[Records from a data source]
┄┄┄┄┄┄
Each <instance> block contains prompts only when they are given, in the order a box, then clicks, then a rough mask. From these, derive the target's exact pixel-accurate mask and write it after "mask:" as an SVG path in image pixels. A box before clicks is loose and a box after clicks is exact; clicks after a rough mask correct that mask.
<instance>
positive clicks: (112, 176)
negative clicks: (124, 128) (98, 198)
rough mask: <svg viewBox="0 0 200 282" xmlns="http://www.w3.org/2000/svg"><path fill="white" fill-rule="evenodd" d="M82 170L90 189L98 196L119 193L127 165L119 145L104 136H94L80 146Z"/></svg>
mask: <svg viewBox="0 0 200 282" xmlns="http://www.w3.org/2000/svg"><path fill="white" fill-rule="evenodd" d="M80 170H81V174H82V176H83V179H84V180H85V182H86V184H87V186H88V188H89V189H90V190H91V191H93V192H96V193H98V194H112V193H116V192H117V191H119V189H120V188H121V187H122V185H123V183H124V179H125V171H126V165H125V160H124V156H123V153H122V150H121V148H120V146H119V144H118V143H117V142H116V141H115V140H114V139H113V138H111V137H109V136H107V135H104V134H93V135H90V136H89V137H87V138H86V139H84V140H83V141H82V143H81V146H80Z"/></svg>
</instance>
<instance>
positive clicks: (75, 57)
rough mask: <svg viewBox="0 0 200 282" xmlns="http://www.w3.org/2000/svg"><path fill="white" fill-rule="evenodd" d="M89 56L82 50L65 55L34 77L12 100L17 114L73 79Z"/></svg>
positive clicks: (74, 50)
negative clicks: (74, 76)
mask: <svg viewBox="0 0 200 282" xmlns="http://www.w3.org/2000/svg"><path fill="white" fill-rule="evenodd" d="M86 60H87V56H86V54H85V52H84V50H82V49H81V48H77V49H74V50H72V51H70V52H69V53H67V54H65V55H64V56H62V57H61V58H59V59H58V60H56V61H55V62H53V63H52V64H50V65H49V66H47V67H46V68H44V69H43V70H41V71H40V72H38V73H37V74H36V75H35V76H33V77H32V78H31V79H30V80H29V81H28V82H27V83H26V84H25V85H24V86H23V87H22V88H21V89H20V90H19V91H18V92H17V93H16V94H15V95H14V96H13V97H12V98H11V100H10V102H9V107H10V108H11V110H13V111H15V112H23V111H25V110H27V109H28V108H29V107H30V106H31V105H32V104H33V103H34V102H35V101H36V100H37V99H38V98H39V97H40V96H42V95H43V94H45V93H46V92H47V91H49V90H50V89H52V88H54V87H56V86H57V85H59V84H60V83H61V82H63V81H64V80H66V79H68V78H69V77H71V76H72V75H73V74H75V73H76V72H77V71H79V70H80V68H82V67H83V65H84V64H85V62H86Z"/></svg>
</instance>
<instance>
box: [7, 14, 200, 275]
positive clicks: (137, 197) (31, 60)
┄┄┄┄┄┄
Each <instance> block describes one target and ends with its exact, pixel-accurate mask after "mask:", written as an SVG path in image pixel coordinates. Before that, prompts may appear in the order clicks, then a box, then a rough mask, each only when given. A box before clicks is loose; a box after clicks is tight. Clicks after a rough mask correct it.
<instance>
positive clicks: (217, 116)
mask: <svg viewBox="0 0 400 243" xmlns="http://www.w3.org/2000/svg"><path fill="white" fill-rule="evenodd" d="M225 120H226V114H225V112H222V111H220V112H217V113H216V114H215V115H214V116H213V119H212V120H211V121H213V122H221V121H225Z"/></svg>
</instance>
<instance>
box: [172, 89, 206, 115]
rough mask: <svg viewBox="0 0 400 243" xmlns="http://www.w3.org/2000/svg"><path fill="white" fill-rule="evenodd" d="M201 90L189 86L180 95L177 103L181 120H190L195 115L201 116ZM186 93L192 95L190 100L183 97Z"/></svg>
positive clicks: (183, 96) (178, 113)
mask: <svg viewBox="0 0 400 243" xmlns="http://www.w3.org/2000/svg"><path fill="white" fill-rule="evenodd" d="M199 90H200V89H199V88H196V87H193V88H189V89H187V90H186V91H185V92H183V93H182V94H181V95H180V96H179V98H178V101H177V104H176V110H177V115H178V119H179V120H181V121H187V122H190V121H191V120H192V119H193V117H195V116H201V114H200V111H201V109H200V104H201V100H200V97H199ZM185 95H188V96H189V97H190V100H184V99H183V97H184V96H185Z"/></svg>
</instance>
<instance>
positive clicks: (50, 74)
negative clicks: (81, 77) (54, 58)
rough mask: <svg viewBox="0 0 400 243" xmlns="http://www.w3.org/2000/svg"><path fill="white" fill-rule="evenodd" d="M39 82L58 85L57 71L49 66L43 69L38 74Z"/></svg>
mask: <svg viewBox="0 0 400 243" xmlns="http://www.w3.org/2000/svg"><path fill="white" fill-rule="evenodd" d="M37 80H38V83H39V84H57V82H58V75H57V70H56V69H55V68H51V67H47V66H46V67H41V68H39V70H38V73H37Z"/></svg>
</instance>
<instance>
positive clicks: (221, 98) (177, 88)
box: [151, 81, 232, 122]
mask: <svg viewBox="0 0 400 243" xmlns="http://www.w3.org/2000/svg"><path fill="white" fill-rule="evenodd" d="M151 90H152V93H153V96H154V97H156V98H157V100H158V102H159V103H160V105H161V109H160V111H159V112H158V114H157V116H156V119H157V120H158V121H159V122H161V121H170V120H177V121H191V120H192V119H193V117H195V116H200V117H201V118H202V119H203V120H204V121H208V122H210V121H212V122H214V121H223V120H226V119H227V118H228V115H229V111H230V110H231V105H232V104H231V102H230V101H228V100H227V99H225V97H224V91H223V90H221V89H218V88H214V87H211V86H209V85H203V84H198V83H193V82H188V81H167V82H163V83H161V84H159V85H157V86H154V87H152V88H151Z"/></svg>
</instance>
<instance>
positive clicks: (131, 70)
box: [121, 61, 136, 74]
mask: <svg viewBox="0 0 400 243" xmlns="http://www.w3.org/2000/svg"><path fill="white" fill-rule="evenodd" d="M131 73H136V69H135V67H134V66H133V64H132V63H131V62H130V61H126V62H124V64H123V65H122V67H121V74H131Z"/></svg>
┄┄┄┄┄┄
Among the records above, find each line holding the string "before" and pull it out.

**Finished exercise**
Each <instance> block contains prompts only when they are given, in the order a box, then clicks, then a rough mask. From these, derive the target's exact pixel-accurate mask and write it after "mask:" as an SVG path in image pixels. A box before clicks is loose and a box after clicks is exact; clicks after a rough mask correct that mask.
Each <instance> block describes one target and ends with its exact, pixel-accurate mask after "mask:", written as an SVG path in image pixel coordinates. Before that, prompts may appear in the order clicks, then a box, then a rough mask, each only when given. A box before clicks is loose; a box after clicks is tight. Clicks after a rough mask correct it.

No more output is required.